> The exercise: Starting from the line that contains "spot the tree foliage.", reproduce each line exactly through the end of the material, and include no other lines.

## BEGIN

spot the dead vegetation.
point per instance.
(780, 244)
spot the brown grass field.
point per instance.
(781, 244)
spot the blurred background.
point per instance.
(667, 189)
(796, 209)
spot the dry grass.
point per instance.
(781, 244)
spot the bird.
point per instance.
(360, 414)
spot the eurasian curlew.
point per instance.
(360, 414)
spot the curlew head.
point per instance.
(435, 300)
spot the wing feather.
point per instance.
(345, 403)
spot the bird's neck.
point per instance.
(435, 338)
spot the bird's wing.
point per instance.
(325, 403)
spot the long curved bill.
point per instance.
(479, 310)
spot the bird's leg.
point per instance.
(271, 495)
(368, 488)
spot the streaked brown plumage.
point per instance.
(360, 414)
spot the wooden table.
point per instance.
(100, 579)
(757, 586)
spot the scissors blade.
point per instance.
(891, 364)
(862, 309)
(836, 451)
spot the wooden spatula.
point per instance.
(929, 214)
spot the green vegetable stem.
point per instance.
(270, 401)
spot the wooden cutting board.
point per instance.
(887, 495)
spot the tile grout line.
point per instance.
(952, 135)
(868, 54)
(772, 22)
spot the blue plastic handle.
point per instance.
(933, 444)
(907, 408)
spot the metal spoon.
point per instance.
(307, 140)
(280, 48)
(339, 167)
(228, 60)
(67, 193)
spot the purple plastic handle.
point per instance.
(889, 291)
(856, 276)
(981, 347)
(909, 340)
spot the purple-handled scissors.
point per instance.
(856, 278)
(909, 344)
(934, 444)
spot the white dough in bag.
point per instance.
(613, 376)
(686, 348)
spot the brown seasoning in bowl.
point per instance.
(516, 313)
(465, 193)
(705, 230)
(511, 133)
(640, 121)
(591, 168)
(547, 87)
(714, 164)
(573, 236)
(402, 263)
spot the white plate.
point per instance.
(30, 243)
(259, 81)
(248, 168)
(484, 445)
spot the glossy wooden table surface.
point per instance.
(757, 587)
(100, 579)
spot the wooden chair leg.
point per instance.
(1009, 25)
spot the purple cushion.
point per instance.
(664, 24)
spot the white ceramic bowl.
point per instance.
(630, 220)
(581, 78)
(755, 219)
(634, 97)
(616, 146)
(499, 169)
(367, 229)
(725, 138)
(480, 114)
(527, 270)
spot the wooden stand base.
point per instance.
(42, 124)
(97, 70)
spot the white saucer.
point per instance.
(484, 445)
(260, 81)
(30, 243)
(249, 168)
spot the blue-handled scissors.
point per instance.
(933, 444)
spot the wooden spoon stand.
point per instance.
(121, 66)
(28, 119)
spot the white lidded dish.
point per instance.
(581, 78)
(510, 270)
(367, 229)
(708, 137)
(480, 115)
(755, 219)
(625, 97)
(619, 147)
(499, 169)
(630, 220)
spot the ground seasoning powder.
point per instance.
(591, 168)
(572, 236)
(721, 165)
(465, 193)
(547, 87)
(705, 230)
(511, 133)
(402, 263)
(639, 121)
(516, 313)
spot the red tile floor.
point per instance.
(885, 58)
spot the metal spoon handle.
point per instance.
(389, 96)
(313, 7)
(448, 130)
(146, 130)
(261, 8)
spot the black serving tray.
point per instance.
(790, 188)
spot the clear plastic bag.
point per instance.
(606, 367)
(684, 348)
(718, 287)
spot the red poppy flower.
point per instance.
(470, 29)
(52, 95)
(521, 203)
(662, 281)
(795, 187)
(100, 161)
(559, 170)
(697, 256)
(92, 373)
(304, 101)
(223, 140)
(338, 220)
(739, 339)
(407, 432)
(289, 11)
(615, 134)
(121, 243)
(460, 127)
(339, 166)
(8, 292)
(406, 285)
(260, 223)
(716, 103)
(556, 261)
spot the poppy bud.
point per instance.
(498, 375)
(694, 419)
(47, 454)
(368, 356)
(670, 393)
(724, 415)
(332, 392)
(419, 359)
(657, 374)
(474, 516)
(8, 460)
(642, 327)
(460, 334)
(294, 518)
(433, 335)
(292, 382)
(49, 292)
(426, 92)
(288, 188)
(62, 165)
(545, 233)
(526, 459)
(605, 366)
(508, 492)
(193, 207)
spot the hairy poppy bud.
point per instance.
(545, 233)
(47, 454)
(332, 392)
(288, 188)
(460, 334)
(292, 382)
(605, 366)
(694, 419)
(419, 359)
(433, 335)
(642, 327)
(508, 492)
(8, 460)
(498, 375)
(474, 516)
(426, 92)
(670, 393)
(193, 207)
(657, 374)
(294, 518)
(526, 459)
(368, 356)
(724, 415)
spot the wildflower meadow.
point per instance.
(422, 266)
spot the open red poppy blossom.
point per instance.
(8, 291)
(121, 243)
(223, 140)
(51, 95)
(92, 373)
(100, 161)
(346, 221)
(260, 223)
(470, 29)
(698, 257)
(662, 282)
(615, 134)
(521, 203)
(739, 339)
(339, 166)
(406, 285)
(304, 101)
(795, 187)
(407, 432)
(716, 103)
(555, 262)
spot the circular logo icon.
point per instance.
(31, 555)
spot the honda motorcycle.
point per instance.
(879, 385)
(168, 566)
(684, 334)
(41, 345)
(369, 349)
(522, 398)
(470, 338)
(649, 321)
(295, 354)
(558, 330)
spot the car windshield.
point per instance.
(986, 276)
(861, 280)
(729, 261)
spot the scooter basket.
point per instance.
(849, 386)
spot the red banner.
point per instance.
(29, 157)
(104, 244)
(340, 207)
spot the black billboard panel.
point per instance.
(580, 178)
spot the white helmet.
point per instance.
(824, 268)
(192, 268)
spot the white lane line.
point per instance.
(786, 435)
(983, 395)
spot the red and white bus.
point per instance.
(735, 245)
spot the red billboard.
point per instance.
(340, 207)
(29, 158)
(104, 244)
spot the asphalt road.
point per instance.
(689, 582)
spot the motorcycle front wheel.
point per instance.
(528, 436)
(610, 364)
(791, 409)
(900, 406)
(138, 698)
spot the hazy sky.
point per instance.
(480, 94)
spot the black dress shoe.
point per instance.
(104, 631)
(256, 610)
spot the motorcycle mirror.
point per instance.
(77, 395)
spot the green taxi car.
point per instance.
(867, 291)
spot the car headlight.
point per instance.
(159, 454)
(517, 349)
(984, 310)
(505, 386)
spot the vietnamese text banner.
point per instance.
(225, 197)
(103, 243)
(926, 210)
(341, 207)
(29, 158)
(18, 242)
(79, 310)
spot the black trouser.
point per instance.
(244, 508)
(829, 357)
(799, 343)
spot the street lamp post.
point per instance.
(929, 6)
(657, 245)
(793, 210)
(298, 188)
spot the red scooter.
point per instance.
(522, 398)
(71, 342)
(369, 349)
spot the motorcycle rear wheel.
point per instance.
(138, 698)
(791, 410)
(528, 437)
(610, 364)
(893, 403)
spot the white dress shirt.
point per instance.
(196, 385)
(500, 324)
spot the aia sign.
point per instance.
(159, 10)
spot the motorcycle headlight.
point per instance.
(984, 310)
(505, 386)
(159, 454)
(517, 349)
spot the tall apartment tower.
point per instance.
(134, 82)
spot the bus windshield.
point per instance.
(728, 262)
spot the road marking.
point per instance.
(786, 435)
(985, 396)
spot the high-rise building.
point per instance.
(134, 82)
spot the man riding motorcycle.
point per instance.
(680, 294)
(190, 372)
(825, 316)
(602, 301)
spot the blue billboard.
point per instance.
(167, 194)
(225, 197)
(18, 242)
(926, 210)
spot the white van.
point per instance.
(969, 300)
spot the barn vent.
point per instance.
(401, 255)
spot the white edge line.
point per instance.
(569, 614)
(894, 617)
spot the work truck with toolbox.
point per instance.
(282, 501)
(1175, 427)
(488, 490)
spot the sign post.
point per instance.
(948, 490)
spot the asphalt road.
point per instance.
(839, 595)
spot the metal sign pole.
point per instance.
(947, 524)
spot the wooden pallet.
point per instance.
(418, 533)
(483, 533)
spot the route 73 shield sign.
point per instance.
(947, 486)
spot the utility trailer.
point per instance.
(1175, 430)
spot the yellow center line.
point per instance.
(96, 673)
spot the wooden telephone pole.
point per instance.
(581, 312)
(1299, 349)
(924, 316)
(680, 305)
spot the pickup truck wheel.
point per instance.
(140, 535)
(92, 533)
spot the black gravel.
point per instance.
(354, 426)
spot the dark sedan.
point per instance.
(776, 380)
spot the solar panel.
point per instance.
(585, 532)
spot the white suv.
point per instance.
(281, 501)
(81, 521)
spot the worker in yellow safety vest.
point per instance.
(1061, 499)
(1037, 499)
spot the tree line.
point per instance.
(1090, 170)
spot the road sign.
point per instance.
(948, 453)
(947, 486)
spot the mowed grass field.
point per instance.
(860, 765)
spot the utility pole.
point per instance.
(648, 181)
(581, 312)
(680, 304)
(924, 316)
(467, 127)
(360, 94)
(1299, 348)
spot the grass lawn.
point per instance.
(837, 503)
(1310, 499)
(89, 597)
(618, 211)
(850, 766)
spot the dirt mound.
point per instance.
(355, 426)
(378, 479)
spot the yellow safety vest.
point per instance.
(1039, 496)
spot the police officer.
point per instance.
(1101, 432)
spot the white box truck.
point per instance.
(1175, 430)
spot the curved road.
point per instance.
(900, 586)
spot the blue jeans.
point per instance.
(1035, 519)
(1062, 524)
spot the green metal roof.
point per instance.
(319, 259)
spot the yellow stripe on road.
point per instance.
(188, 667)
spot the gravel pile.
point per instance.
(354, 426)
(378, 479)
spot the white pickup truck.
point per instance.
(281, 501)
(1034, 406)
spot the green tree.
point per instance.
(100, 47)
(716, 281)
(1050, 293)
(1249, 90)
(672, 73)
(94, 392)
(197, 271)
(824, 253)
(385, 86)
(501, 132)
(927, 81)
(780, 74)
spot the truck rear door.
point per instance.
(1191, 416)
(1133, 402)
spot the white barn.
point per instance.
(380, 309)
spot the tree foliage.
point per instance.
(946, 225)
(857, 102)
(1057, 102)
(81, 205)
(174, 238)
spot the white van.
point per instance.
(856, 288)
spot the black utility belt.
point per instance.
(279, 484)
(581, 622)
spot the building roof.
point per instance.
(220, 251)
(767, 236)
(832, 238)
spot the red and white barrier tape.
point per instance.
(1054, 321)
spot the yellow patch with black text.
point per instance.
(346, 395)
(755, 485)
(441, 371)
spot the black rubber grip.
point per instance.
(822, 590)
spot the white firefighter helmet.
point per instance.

## END

> Worked solution:
spot the tree foliage.
point per instance.
(946, 225)
(857, 102)
(1057, 102)
(81, 205)
(174, 238)
spot the white van.
point per instance.
(856, 288)
spot the black utility belt.
point per instance.
(279, 484)
(581, 622)
spot the building roof.
point per instance.
(220, 251)
(767, 236)
(832, 238)
spot the red and white barrier tape.
point per instance.
(1054, 321)
spot the yellow patch with black text.
point per instance.
(346, 395)
(755, 485)
(441, 371)
spot the black rubber grip.
point per instance.
(822, 590)
spot the white firefighter helmet.
point per instance.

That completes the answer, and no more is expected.